The grape: Sangiovese

The history: Producer of pedigree remembers its past but has a foot firmly cemented in the present

The lowdown: The Poliziano VNM had been closer to the $30 mark since 2004. This is a great vintage IMHO. Don’t miss it.

The food match: A great steak (Porterhouse or Rib-Eye) on the BBQ with Kosher salt, pepper and extra-virgin olive oil.

Poliziano Vino Nobile Di Montepulciano 2007 (988055, $25.95) should never be ignored. Does VNM get any better than this? Circumnavigates the Tuscan code, both ancient and modern. Assigns meaning to anagogic red fruit and flashes like a solar flare. Puzzling paradox of transparency and rich tinct. Chianina Bovi strength will need aeration or five plus years to relax.  90

The Splurge Wines

The grape: Chardonnay

The history: Ed Spragia was the winemaker at Beringer. His personal Chardonnay is biscuitous but good CVR**

The lowdown: This release adds an emphatic notch on the side of fair pricing

The food match: Steamed P.E.I. Lobsters and a twice-baked potato

Sbragia Home Ranch Chardonnay 2009 (52720, $34.95) from on the range in the Dry Creek Valley, “where seldom is heard a disparaging word.” Water-buffalo type comes out to play with buttered corn and elegant oak integration as the muted smell of smoked casks. A nearly $10 price reduction stares down in the face of the California price-fixing, conspiracy theorists.  89

The grape: Pinot Noir

The history: Transplanted Burgundian style shows most true to form in Oregon’s Willamette Valley

The lowdown: This is Lemelson’s most elegant bottling

The food match: Braised, plum glazed and crispy roasted pork bellies

Lemelson Thea’s Selection Pinot Noir 2009 (278721, $36.95) is a beautifully balanced effort. Coal smoke, meed, griottes and comestible tree fruit fragrance. Thyme and sage rubbed through fingers.  Sweet, resinous low country heartbreak.  90

Good to go!

The Wine Diaries: old world reds

Mario Laporta, AFP/Getty Images

Tasting through many wines in a short time requires focus. While it would not be considered stressful or difficult, the test is something I would wish for all my friends to try. Steadfast loyalty in regard of wine everywhere is my impetus behind these  ‘Old World’ tasting notes, that is, from Europe.

Related – More notes from the VINTAGES June 23, 2012 release

With each passing vintage, the line blurs between old and new world as modern techniques are employed by the most traditional of producers. Still we see the vintners from France, Italy, Spain, Portugal and Germany continuing to share a common sentiment. Great wine is made in the vineyard.

[Some entries]
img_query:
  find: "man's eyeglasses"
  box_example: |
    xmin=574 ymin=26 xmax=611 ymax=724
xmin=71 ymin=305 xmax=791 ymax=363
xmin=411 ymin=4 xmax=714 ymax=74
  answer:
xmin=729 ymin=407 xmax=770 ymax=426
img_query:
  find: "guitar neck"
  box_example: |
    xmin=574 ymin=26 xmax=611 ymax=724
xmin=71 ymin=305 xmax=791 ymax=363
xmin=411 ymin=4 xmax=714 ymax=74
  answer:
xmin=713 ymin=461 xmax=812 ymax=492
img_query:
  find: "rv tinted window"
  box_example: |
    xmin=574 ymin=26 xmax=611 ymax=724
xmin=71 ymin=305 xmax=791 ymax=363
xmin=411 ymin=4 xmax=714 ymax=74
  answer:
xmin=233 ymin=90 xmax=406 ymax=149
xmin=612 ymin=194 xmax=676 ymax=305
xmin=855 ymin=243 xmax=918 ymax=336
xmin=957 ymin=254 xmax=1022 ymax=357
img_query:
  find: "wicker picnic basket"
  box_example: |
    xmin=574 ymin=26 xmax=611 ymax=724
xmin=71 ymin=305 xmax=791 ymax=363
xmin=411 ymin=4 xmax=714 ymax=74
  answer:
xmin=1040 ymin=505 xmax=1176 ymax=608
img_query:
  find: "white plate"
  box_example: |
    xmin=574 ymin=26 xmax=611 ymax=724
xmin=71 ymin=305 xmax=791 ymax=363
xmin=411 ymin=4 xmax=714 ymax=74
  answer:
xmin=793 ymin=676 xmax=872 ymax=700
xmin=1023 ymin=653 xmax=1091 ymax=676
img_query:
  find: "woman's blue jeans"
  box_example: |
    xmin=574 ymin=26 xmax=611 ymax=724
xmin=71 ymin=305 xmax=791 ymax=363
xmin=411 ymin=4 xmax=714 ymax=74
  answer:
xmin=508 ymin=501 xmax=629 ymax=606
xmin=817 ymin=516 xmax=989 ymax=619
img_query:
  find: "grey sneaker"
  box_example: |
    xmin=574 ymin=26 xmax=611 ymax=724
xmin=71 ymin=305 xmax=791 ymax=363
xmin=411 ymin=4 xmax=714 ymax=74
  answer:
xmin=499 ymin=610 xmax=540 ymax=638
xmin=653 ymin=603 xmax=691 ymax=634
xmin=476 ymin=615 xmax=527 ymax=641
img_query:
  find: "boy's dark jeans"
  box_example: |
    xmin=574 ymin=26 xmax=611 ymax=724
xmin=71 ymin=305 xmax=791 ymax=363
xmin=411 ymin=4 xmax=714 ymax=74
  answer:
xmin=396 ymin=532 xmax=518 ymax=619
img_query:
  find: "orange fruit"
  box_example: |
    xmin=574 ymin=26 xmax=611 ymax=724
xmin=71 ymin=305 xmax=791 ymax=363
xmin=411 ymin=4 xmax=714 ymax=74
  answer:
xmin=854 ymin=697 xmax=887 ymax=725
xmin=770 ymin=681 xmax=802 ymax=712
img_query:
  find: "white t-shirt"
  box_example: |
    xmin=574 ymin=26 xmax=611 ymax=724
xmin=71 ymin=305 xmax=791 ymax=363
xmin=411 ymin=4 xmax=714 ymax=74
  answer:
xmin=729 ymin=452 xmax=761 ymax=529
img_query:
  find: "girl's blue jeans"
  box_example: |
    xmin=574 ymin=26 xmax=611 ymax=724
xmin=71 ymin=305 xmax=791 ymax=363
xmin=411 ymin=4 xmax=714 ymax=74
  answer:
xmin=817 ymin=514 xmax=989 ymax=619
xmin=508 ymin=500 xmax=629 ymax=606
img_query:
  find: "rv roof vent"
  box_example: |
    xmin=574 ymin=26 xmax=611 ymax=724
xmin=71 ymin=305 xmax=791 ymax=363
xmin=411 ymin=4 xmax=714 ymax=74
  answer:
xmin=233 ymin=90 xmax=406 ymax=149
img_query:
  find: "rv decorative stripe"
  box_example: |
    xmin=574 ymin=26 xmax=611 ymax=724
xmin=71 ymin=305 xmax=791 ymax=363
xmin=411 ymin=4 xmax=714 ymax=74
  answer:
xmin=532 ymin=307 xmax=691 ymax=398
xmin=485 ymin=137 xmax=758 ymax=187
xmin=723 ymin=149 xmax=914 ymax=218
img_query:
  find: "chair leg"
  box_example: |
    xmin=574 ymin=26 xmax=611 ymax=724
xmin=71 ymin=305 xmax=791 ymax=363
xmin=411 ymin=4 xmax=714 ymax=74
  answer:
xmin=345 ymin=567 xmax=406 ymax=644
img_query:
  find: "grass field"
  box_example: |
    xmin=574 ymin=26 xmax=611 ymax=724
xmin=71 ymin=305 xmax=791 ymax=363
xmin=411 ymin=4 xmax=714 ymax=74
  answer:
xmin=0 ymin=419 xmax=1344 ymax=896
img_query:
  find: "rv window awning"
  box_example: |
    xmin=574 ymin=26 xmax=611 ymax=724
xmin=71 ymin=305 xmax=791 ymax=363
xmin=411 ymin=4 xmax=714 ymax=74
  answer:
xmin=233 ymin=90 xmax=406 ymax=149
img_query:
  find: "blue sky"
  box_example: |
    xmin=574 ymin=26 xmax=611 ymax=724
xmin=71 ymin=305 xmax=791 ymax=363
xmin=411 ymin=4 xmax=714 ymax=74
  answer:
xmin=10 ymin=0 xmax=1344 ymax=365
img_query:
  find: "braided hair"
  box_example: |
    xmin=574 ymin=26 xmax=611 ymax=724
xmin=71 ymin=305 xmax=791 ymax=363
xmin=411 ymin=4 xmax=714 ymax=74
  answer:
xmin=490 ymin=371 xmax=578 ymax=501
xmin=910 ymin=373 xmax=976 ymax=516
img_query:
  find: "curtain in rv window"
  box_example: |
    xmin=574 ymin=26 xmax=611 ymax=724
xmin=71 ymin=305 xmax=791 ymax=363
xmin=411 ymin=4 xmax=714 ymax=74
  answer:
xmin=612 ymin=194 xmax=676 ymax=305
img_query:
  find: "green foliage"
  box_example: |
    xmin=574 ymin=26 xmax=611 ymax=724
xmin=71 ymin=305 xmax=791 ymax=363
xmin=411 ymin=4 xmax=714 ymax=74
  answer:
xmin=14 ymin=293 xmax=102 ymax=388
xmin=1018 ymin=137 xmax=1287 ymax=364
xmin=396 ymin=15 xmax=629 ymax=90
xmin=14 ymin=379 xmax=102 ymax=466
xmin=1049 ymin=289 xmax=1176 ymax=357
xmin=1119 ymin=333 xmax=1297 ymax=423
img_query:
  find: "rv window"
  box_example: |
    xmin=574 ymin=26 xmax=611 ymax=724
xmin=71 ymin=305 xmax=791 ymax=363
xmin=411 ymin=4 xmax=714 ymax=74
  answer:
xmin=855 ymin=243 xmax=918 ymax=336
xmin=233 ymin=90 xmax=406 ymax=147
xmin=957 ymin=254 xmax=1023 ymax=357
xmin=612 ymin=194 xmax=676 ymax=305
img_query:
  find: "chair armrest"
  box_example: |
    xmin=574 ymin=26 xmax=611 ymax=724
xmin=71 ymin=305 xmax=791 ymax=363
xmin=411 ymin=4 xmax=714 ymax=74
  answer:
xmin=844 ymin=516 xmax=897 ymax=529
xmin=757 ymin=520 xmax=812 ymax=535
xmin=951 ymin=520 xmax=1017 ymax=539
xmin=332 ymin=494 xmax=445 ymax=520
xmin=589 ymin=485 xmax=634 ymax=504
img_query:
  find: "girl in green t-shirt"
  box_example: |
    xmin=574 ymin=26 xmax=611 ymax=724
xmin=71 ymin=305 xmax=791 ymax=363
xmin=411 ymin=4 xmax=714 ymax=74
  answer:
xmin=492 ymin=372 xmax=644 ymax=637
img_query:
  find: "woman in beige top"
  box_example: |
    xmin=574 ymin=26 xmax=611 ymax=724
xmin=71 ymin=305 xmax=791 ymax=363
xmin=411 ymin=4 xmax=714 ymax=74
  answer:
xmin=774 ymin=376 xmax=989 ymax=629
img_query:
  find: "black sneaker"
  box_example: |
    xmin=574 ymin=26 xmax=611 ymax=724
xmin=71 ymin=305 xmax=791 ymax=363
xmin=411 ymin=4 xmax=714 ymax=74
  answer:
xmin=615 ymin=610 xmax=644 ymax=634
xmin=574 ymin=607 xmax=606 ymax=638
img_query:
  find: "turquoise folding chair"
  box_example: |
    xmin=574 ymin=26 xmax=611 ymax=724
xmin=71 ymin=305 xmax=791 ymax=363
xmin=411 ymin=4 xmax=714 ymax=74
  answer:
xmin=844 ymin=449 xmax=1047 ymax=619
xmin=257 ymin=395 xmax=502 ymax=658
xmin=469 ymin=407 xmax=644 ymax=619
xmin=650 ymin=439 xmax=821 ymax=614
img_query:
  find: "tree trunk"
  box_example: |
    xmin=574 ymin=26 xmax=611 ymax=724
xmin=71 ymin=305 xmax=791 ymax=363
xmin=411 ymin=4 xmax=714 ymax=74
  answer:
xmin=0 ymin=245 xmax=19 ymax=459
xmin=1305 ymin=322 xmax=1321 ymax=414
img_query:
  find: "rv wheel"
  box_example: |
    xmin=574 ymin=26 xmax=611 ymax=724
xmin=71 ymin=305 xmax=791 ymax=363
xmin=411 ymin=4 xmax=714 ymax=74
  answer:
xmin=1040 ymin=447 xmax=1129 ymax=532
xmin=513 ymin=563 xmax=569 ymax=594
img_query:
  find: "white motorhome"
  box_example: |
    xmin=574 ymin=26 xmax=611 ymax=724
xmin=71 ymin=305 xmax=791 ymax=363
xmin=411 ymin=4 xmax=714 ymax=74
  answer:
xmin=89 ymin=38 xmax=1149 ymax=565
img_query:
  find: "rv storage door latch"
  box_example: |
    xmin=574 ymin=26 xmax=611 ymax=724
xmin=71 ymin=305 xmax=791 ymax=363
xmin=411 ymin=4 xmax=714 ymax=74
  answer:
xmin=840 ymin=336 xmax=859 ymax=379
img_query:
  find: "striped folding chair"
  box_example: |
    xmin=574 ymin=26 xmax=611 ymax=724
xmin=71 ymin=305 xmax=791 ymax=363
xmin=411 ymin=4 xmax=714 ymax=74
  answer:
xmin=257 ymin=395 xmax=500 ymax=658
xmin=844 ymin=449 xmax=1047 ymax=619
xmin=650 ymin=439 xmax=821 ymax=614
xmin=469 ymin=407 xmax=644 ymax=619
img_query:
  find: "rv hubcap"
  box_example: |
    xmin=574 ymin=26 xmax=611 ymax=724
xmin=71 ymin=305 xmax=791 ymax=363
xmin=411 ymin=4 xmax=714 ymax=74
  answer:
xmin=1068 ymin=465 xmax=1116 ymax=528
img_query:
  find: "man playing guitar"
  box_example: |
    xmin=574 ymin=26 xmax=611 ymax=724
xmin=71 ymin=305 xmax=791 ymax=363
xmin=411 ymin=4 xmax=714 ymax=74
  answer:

■ TASK DIRECTIONS: What price do the wine notes give for the Poliziano Vino Nobile Di Montepulciano 2007?

■ COMPLETE RESPONSE: $25.95